-- BEGIN Data --
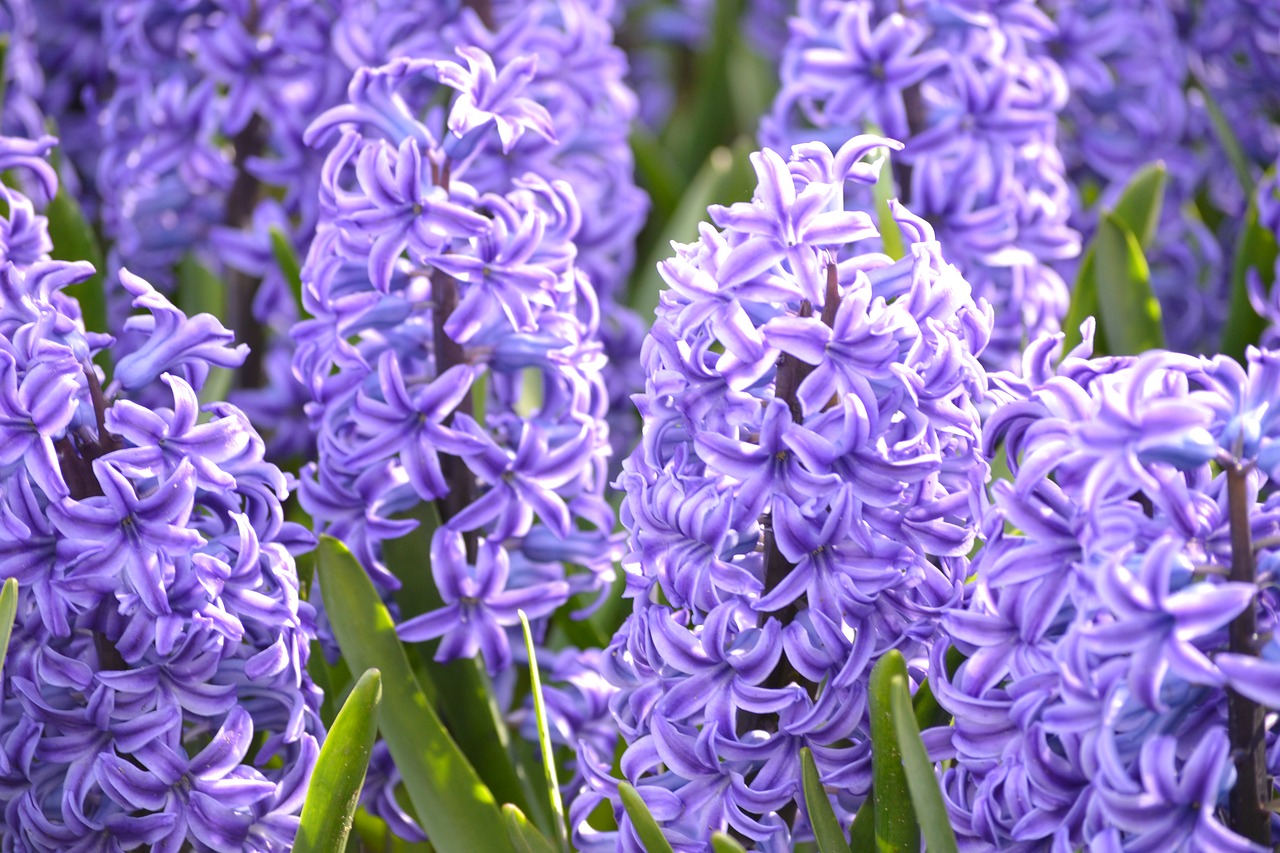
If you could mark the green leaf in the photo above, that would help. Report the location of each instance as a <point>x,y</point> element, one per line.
<point>928,712</point>
<point>726,843</point>
<point>891,236</point>
<point>920,779</point>
<point>287,259</point>
<point>1138,209</point>
<point>1256,250</point>
<point>1226,137</point>
<point>647,828</point>
<point>709,119</point>
<point>726,177</point>
<point>333,793</point>
<point>822,816</point>
<point>524,835</point>
<point>74,241</point>
<point>458,690</point>
<point>544,735</point>
<point>1129,311</point>
<point>656,172</point>
<point>862,834</point>
<point>4,67</point>
<point>1084,304</point>
<point>451,803</point>
<point>1142,200</point>
<point>896,829</point>
<point>8,611</point>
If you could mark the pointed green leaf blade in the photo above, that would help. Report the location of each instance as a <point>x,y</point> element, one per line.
<point>1129,311</point>
<point>287,259</point>
<point>920,779</point>
<point>1084,304</point>
<point>544,735</point>
<point>333,794</point>
<point>8,611</point>
<point>862,834</point>
<point>647,828</point>
<point>74,240</point>
<point>726,843</point>
<point>896,829</point>
<point>891,236</point>
<point>1142,201</point>
<point>455,808</point>
<point>524,835</point>
<point>822,816</point>
<point>1226,137</point>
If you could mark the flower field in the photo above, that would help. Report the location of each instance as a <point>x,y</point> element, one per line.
<point>645,425</point>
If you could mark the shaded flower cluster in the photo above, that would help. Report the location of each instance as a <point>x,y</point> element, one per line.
<point>575,72</point>
<point>976,97</point>
<point>453,355</point>
<point>155,688</point>
<point>1110,639</point>
<point>803,501</point>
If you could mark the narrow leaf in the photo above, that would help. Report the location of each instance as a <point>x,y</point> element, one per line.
<point>1256,250</point>
<point>544,735</point>
<point>862,834</point>
<point>74,240</point>
<point>458,690</point>
<point>1129,311</point>
<point>726,843</point>
<point>287,259</point>
<point>524,835</point>
<point>1142,201</point>
<point>1226,137</point>
<point>891,236</point>
<point>647,828</point>
<point>1084,304</point>
<point>896,829</point>
<point>333,794</point>
<point>920,779</point>
<point>8,611</point>
<point>4,67</point>
<point>726,177</point>
<point>822,816</point>
<point>455,808</point>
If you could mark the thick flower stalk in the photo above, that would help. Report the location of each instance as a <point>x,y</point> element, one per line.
<point>976,97</point>
<point>155,689</point>
<point>455,356</point>
<point>803,501</point>
<point>1120,675</point>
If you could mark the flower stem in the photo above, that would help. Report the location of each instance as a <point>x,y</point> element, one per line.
<point>1249,815</point>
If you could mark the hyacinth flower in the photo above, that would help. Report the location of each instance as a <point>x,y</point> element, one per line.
<point>803,501</point>
<point>1119,684</point>
<point>455,360</point>
<point>155,688</point>
<point>976,99</point>
<point>567,60</point>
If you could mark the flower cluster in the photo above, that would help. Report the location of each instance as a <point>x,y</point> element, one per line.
<point>1110,696</point>
<point>803,500</point>
<point>976,97</point>
<point>568,65</point>
<point>453,355</point>
<point>155,688</point>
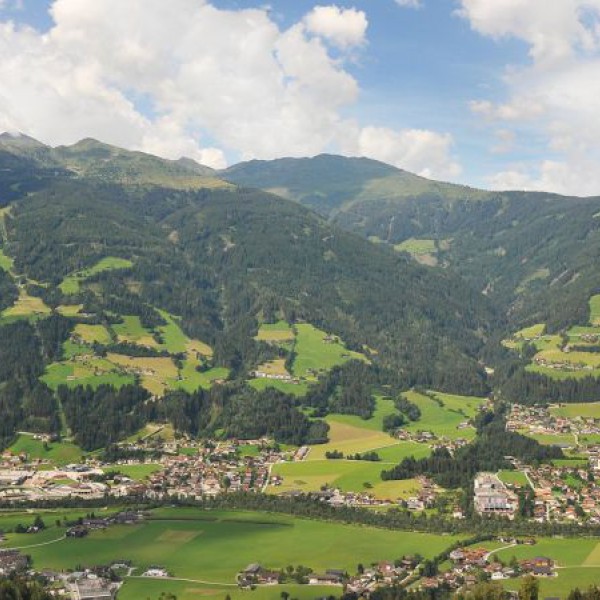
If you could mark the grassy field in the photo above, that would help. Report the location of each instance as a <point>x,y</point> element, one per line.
<point>214,546</point>
<point>578,559</point>
<point>62,453</point>
<point>350,439</point>
<point>315,354</point>
<point>155,372</point>
<point>140,588</point>
<point>274,367</point>
<point>26,306</point>
<point>276,333</point>
<point>295,389</point>
<point>137,472</point>
<point>587,409</point>
<point>69,310</point>
<point>416,246</point>
<point>92,333</point>
<point>347,475</point>
<point>72,283</point>
<point>443,420</point>
<point>595,310</point>
<point>6,262</point>
<point>513,478</point>
<point>132,331</point>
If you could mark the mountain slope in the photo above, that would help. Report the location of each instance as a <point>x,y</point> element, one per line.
<point>533,254</point>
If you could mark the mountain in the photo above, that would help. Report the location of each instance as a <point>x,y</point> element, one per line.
<point>92,159</point>
<point>130,273</point>
<point>533,254</point>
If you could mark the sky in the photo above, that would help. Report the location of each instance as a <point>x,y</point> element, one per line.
<point>498,94</point>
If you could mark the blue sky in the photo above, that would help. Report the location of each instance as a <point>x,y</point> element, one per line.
<point>489,93</point>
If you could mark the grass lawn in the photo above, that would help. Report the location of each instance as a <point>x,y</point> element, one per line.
<point>72,283</point>
<point>514,478</point>
<point>137,472</point>
<point>295,389</point>
<point>276,333</point>
<point>141,588</point>
<point>595,310</point>
<point>274,367</point>
<point>416,247</point>
<point>6,262</point>
<point>154,371</point>
<point>347,475</point>
<point>62,453</point>
<point>216,549</point>
<point>350,439</point>
<point>316,355</point>
<point>443,421</point>
<point>132,331</point>
<point>69,310</point>
<point>26,306</point>
<point>584,409</point>
<point>92,333</point>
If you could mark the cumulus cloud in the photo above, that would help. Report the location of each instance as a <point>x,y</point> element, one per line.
<point>342,27</point>
<point>186,78</point>
<point>426,153</point>
<point>556,95</point>
<point>409,3</point>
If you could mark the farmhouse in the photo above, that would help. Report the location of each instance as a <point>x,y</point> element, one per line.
<point>493,497</point>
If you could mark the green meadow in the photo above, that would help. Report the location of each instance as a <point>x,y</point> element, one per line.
<point>59,453</point>
<point>136,588</point>
<point>6,262</point>
<point>213,546</point>
<point>416,247</point>
<point>72,283</point>
<point>586,410</point>
<point>513,478</point>
<point>578,561</point>
<point>316,354</point>
<point>442,420</point>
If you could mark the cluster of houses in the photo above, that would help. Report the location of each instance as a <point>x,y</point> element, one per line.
<point>472,565</point>
<point>366,580</point>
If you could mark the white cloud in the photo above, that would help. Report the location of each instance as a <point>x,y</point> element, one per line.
<point>556,95</point>
<point>344,28</point>
<point>409,3</point>
<point>186,78</point>
<point>426,153</point>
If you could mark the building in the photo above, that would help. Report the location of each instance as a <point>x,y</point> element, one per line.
<point>492,497</point>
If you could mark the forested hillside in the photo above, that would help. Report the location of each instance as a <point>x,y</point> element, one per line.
<point>126,271</point>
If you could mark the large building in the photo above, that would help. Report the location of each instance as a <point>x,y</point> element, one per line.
<point>492,497</point>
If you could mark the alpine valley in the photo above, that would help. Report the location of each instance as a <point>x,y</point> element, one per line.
<point>302,346</point>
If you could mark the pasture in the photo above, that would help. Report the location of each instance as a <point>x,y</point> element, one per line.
<point>595,310</point>
<point>513,478</point>
<point>578,561</point>
<point>584,409</point>
<point>59,453</point>
<point>442,420</point>
<point>294,389</point>
<point>155,372</point>
<point>71,284</point>
<point>26,306</point>
<point>280,333</point>
<point>347,475</point>
<point>136,588</point>
<point>6,262</point>
<point>90,334</point>
<point>416,247</point>
<point>132,331</point>
<point>214,546</point>
<point>69,310</point>
<point>318,352</point>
-- END Data --
__Objective__
Pictures don't belong in the copy. Transcribe every record exactly as it appears.

__Correct output__
If you could mark the green leaf in the photo above, that would help. Report the location of each instance as a <point>x,y</point> element, one per line.
<point>928,712</point>
<point>726,843</point>
<point>891,236</point>
<point>920,779</point>
<point>287,259</point>
<point>1138,209</point>
<point>1256,250</point>
<point>1226,137</point>
<point>647,828</point>
<point>709,119</point>
<point>726,177</point>
<point>333,793</point>
<point>822,816</point>
<point>524,835</point>
<point>74,241</point>
<point>458,690</point>
<point>544,735</point>
<point>1129,311</point>
<point>656,172</point>
<point>862,834</point>
<point>4,67</point>
<point>1084,304</point>
<point>451,803</point>
<point>1142,200</point>
<point>896,829</point>
<point>8,611</point>
If you could mark the pointed green leaf blade in the photo above, that would help. Report the location of each instance as a <point>x,y</point> element, one per line.
<point>1129,311</point>
<point>287,259</point>
<point>920,779</point>
<point>1084,304</point>
<point>544,735</point>
<point>333,794</point>
<point>8,611</point>
<point>862,834</point>
<point>647,828</point>
<point>74,240</point>
<point>726,843</point>
<point>896,829</point>
<point>891,236</point>
<point>1142,201</point>
<point>455,808</point>
<point>524,835</point>
<point>822,816</point>
<point>1226,137</point>
If you could mark the flower field in the photo above, that would help. Report the location of each instance as a <point>x,y</point> element, one per line.
<point>645,425</point>
If you could mark the shaded flower cluster in the photo above, that would help. Report the location of each instance as a <point>x,y</point> element, one per line.
<point>575,72</point>
<point>976,97</point>
<point>453,355</point>
<point>155,688</point>
<point>1110,639</point>
<point>803,501</point>
If you could mark the narrow leaf in the photo above, that would help. Report the location of each instance as a <point>x,y</point> element, one per line.
<point>1256,250</point>
<point>544,735</point>
<point>862,834</point>
<point>74,240</point>
<point>458,690</point>
<point>1129,311</point>
<point>726,843</point>
<point>287,259</point>
<point>524,835</point>
<point>1142,201</point>
<point>1226,137</point>
<point>891,236</point>
<point>647,828</point>
<point>1084,304</point>
<point>896,829</point>
<point>333,794</point>
<point>920,779</point>
<point>8,611</point>
<point>4,67</point>
<point>726,177</point>
<point>822,816</point>
<point>455,808</point>
If you could mark the thick flower stalk in the photo above, that would help. Report the location of each instance as a <point>x,y</point> element, one per line.
<point>976,97</point>
<point>155,689</point>
<point>455,356</point>
<point>803,501</point>
<point>1120,675</point>
If you could mark the flower stem in the photo above, that would help. Report the location of each instance as a <point>x,y</point> element, one per line.
<point>1249,815</point>
If you could mark the hyacinth flower in the photo above, that would help. Report the location of each instance as a <point>x,y</point> element, one per line.
<point>803,501</point>
<point>1119,684</point>
<point>455,360</point>
<point>155,688</point>
<point>976,99</point>
<point>567,60</point>
If you could mark the flower cluster in the photo above, that would help. Report the location of each instance as a <point>x,y</point> element, one per line.
<point>1110,696</point>
<point>803,500</point>
<point>976,97</point>
<point>568,65</point>
<point>453,355</point>
<point>155,688</point>
If you could mark the grassy field in the photo above, that would help. Report the location of each instance as a <point>x,y</point> element, one per line.
<point>214,546</point>
<point>578,559</point>
<point>62,453</point>
<point>350,439</point>
<point>315,354</point>
<point>155,372</point>
<point>140,588</point>
<point>274,367</point>
<point>26,306</point>
<point>276,333</point>
<point>295,389</point>
<point>137,472</point>
<point>587,409</point>
<point>69,310</point>
<point>416,246</point>
<point>92,333</point>
<point>347,475</point>
<point>72,283</point>
<point>443,420</point>
<point>595,310</point>
<point>6,262</point>
<point>513,478</point>
<point>132,331</point>
If you could mark the mountain slope in the photo above, that would help. Report the location of each instance as a <point>x,y</point> element, one per line.
<point>533,254</point>
If you could mark the mountain in the photo above, that would help. Report the location of each instance as a <point>x,y</point> element, one per line.
<point>92,159</point>
<point>130,273</point>
<point>533,254</point>
If you could mark the sky in the photo above, that would help. Report the location of each instance as a <point>x,y</point> element, one per line.
<point>498,94</point>
If you could mark the blue sky in the photo above, that would help. Report the location of each instance as a <point>x,y</point> element, one per line.
<point>489,93</point>
If you could mark the grass lawn in the photo above, that would help. Report the location of each instance as a <point>x,y</point> element, one per line.
<point>72,283</point>
<point>514,478</point>
<point>137,472</point>
<point>295,389</point>
<point>276,333</point>
<point>141,588</point>
<point>595,310</point>
<point>274,367</point>
<point>416,247</point>
<point>6,262</point>
<point>154,371</point>
<point>347,475</point>
<point>62,453</point>
<point>216,549</point>
<point>350,439</point>
<point>316,355</point>
<point>443,421</point>
<point>132,331</point>
<point>69,310</point>
<point>26,306</point>
<point>584,409</point>
<point>92,333</point>
If you could mark the cumulus cloud in the photo above, that would help. Report the location of each instance as a <point>x,y</point> element, one per line.
<point>342,27</point>
<point>186,78</point>
<point>426,153</point>
<point>556,95</point>
<point>409,3</point>
If you could mark the farmhouse in the photo above, that would help. Report the location of each instance as a <point>x,y</point> element, one per line.
<point>493,497</point>
If you could mark the green meadow in the photo above, that would help. Report the location of each instance as a <point>x,y</point> element, one per line.
<point>59,453</point>
<point>136,588</point>
<point>6,262</point>
<point>213,546</point>
<point>416,247</point>
<point>72,283</point>
<point>586,410</point>
<point>513,478</point>
<point>578,561</point>
<point>316,354</point>
<point>442,420</point>
If you could mark the cluster of houses in the photo above, that would help. Report the location of each instance as a <point>x,y</point> element, one per line.
<point>472,565</point>
<point>366,580</point>
If you could mark the white cloud in the photo above, that would help. Report the location of each instance as a <point>x,y</point> element, one per line.
<point>556,95</point>
<point>344,28</point>
<point>409,3</point>
<point>186,78</point>
<point>426,153</point>
If you could mark the building in the photo above, that would help. Report the location of each instance as a <point>x,y</point> element, one per line.
<point>492,497</point>
If you could mark the forested hillside in the photo above, that would help. Report the location of each instance as a <point>x,y</point> element, one per line.
<point>126,271</point>
If you could mark the large building in the photo above, that would help. Report the location of each instance as a <point>x,y</point> element, one per line.
<point>492,497</point>
If you could mark the alpine valley in the photo above, that would help. Report the location of each instance as a <point>x,y</point> element, one per line.
<point>302,346</point>
If you could mark the pasture in the photo above, that would help. Report the location of each instance as a <point>x,y</point> element, one per line.
<point>595,310</point>
<point>513,478</point>
<point>578,561</point>
<point>584,409</point>
<point>59,453</point>
<point>442,420</point>
<point>294,389</point>
<point>155,372</point>
<point>71,284</point>
<point>26,306</point>
<point>280,333</point>
<point>347,475</point>
<point>136,588</point>
<point>6,262</point>
<point>90,334</point>
<point>416,247</point>
<point>132,331</point>
<point>214,546</point>
<point>69,310</point>
<point>318,352</point>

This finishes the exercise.